Work order:
Write the data out in full and word for word. Do not include images.

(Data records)
»»

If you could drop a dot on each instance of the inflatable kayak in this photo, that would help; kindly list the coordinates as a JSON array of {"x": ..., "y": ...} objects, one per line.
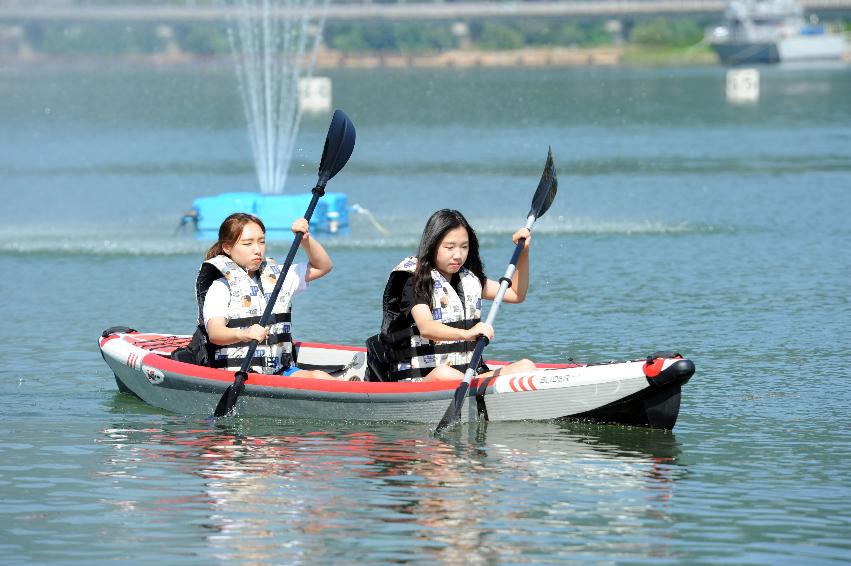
[{"x": 643, "y": 392}]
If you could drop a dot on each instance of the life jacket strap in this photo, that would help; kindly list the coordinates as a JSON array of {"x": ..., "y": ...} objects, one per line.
[
  {"x": 403, "y": 355},
  {"x": 405, "y": 333},
  {"x": 249, "y": 320},
  {"x": 421, "y": 372},
  {"x": 237, "y": 362}
]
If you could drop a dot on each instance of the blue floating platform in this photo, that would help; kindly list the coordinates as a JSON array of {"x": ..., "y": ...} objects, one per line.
[{"x": 331, "y": 215}]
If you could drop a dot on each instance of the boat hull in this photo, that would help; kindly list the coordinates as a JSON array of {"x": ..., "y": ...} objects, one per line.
[
  {"x": 787, "y": 50},
  {"x": 635, "y": 392}
]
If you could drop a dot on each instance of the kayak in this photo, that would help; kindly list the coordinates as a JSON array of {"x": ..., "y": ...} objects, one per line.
[{"x": 640, "y": 392}]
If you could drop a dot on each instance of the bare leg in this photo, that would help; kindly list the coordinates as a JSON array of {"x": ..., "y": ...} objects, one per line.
[
  {"x": 520, "y": 366},
  {"x": 312, "y": 373},
  {"x": 444, "y": 373}
]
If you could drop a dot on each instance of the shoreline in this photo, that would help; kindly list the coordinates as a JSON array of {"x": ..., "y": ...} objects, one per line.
[{"x": 327, "y": 59}]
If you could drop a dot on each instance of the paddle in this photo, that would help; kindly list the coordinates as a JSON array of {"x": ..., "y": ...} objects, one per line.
[
  {"x": 540, "y": 204},
  {"x": 338, "y": 148}
]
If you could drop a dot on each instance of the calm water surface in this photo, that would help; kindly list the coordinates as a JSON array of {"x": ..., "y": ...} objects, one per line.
[{"x": 682, "y": 222}]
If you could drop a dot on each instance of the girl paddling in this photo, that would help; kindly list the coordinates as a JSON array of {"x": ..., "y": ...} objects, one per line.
[
  {"x": 232, "y": 290},
  {"x": 433, "y": 303}
]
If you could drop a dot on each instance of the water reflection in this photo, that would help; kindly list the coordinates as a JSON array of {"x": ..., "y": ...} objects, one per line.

««

Output:
If you could drop a dot on each instance of the inflatable kayak in this photo, that would help; kindly list the coordinates as a JSON array of {"x": ..., "y": ...} objects, one per line.
[{"x": 643, "y": 392}]
If you could drop a dot on each instance of the life jacket strap in this photo, that would help; kindly list the coordinates as a JSON array of {"x": ..., "y": ...} objects, one per line.
[
  {"x": 403, "y": 355},
  {"x": 405, "y": 333},
  {"x": 249, "y": 320},
  {"x": 421, "y": 372},
  {"x": 237, "y": 362}
]
If you could drop a dot on each instance of the blue floating platform in this photo, that would help; kindly list the coordinates as a JSON array of {"x": ..., "y": ...} objects, one per line.
[{"x": 331, "y": 215}]
If you could drop a dot on each instance of the boat hull in this photo, that would help; kindly list the coordinates as a JSON array of {"x": ..., "y": ...} objects, one per line.
[
  {"x": 787, "y": 50},
  {"x": 635, "y": 392}
]
If you could drop a dot on each instance of the kayak in this photo, that would help; kindly list the coordinates as a JSON array of {"x": ..., "y": ...} objects, one per line.
[{"x": 640, "y": 392}]
If you could drop a dot on each instance of the bare leg in this photo, that would help; kindly list the coordinates as a JSON array of {"x": ..., "y": ...} objects, one per line.
[
  {"x": 520, "y": 366},
  {"x": 312, "y": 373},
  {"x": 444, "y": 373}
]
If you could drop a dot on each instance of the shoreline in this photo, that would help; kindly list the coordinates as a JSON array of {"x": ..., "y": ...} objects, one per line.
[{"x": 327, "y": 59}]
If you could drop a dot on each instance of the paddle in this photo, that would help; kindly list the coordinates as a JSON array of {"x": ..., "y": ...} objects, one per line.
[
  {"x": 540, "y": 204},
  {"x": 338, "y": 148}
]
If you could drop a dot on each instance of the calm water surface in this photo, that would help; kindly list the coordinates as a JSON array of {"x": ..., "y": ...} objects, one per line.
[{"x": 682, "y": 222}]
If you could drop a dot on each instance of the girl paddling in this photo, that would help; kindly list the coordinates as a JSON array of {"x": ..., "y": ...} objects, one per line.
[
  {"x": 232, "y": 290},
  {"x": 433, "y": 303}
]
If you could drop a dot on each instance of the water reflection in this photo, that would help; kindly list the coordinates as a JSON array of {"x": ..., "y": ...} objects, one per line.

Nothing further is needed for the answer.